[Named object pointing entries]
• • • •

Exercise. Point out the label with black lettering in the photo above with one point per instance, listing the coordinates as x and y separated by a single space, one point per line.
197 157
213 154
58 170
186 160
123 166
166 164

• • • •

### WHAT THIS TASK INVOLVES
Update the entries by replacing "black lettering" with "red lettering" and keep everything else the same.

### EXERCISE RESULT
Exercise. Point out the label with red lettering in the photo above with one point per instance, listing the coordinates as x and y separated by a single space, one point per line.
197 157
213 154
58 170
186 160
123 166
166 164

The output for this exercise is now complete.